#### ENTRIES SHOWN

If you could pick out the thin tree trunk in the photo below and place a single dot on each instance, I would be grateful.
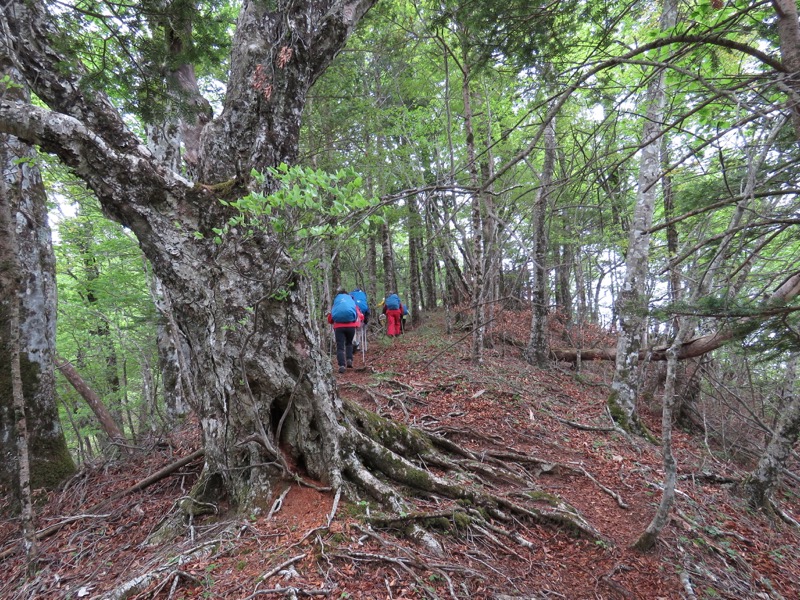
(104, 416)
(765, 477)
(389, 279)
(648, 538)
(632, 300)
(414, 248)
(477, 263)
(537, 351)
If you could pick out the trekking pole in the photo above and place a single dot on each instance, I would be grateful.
(364, 344)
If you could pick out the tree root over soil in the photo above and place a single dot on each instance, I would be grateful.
(388, 448)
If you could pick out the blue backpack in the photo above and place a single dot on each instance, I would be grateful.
(361, 299)
(344, 309)
(393, 302)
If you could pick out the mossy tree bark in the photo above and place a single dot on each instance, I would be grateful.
(24, 198)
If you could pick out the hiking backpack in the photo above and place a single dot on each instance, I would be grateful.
(393, 302)
(361, 299)
(344, 309)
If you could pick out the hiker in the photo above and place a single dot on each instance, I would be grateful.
(346, 318)
(393, 309)
(360, 296)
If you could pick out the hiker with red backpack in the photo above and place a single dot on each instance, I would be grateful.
(394, 311)
(346, 318)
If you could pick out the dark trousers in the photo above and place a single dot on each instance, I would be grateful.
(344, 344)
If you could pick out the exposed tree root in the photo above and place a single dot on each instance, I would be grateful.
(91, 511)
(404, 456)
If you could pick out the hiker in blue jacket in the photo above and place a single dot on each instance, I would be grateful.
(346, 318)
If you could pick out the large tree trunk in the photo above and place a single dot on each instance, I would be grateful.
(10, 283)
(257, 378)
(24, 197)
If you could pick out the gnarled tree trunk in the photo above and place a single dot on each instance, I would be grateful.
(24, 198)
(254, 370)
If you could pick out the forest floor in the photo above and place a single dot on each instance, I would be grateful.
(713, 546)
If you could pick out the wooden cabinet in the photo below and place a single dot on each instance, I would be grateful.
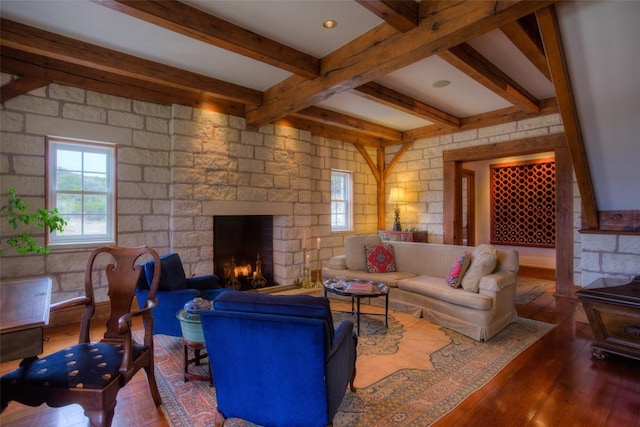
(24, 311)
(403, 236)
(613, 309)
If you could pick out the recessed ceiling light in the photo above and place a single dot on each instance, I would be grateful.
(441, 83)
(329, 23)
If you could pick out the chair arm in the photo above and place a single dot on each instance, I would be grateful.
(73, 302)
(342, 333)
(124, 322)
(124, 328)
(203, 283)
(341, 364)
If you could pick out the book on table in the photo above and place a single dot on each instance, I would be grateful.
(360, 287)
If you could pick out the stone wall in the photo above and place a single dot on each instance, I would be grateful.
(171, 162)
(609, 255)
(175, 163)
(420, 173)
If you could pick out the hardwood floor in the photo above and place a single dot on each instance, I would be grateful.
(555, 382)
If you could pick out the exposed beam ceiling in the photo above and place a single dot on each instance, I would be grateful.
(410, 33)
(383, 50)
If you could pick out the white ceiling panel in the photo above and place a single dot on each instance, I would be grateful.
(463, 97)
(499, 50)
(298, 23)
(90, 22)
(363, 108)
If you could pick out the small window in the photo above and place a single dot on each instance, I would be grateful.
(341, 200)
(82, 186)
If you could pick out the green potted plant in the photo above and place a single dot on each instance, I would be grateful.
(18, 215)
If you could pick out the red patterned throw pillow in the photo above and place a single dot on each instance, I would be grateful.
(379, 259)
(457, 270)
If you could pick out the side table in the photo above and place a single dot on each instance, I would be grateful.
(193, 338)
(613, 309)
(358, 289)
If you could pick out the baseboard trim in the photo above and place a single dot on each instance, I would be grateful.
(544, 273)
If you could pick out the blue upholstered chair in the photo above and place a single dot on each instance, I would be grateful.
(276, 360)
(174, 291)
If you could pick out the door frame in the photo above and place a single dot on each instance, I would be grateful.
(452, 198)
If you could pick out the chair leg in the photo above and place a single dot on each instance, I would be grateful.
(101, 417)
(218, 419)
(153, 386)
(353, 378)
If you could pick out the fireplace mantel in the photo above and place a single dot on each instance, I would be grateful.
(220, 207)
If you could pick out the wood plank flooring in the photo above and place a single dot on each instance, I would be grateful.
(555, 382)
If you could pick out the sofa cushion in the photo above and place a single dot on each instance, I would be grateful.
(483, 261)
(458, 269)
(437, 288)
(379, 258)
(354, 250)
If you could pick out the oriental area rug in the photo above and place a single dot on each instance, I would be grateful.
(413, 373)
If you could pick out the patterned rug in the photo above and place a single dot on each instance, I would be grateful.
(418, 387)
(529, 289)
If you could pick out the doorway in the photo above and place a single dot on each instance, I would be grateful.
(468, 178)
(453, 200)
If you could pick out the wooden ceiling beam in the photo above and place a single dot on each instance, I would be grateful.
(384, 50)
(550, 32)
(471, 62)
(52, 70)
(21, 86)
(401, 15)
(349, 122)
(191, 22)
(394, 99)
(525, 35)
(44, 43)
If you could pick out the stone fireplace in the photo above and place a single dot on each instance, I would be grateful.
(243, 250)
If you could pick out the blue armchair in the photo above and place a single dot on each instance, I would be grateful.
(174, 291)
(278, 360)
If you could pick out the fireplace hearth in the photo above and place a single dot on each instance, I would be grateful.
(243, 251)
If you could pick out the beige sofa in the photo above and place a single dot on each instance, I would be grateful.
(479, 310)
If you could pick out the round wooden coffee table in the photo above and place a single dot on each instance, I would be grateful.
(358, 289)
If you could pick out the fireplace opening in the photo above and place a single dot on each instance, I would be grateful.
(243, 251)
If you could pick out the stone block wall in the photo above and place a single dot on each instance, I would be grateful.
(609, 255)
(171, 160)
(420, 173)
(174, 160)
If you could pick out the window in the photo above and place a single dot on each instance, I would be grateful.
(341, 201)
(82, 186)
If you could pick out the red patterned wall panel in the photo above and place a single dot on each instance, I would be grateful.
(523, 203)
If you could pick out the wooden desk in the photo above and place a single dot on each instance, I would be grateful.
(24, 311)
(613, 309)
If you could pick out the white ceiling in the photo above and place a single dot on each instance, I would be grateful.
(600, 39)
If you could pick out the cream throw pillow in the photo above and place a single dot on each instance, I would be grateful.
(354, 250)
(483, 261)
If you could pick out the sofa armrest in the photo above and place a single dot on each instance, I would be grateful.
(497, 281)
(203, 283)
(338, 262)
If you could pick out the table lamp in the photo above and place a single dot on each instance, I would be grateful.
(396, 195)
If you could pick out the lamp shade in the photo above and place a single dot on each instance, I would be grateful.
(396, 195)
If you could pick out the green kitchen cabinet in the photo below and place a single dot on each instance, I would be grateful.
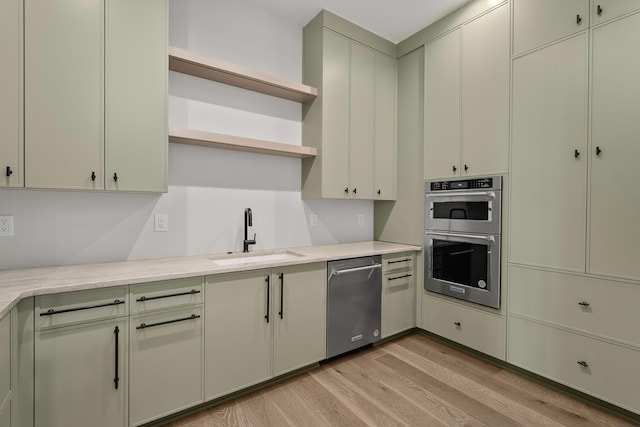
(95, 95)
(81, 375)
(614, 202)
(604, 10)
(11, 94)
(467, 99)
(352, 121)
(299, 327)
(539, 22)
(549, 156)
(261, 324)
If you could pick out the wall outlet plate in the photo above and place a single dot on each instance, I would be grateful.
(6, 225)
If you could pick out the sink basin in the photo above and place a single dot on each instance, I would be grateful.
(252, 259)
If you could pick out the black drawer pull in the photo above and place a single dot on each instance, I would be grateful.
(191, 292)
(51, 311)
(400, 260)
(399, 277)
(151, 325)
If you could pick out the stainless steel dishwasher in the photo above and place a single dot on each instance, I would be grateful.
(354, 294)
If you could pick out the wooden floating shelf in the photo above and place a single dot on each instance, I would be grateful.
(229, 142)
(186, 62)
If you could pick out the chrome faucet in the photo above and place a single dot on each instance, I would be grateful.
(248, 222)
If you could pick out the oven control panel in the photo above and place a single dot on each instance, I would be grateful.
(488, 183)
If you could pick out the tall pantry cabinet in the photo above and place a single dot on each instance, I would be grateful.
(95, 94)
(11, 96)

########

DESCRIPTION OF THE TASK: Which lines run from the one containing "If you could pick out the wooden floating" to the end of the entries above? Quote exactly those, and only those.

EXPECTED ANSWER:
If you could pick out the wooden floating shelf in the photo above and place a single dot on each instance, I would be grateful.
(229, 142)
(186, 62)
If you could pick out the chrome faucet in the photo above and place a single dot on each instance, I would be grateful.
(248, 222)
If you could pick out the oven control panel in the photo above and place a single dot on each instance, I would be grateful.
(488, 183)
If you could pick out the tall pantry cabinet in the photo above and place a single dot on each instance, I would be grateful.
(95, 94)
(11, 96)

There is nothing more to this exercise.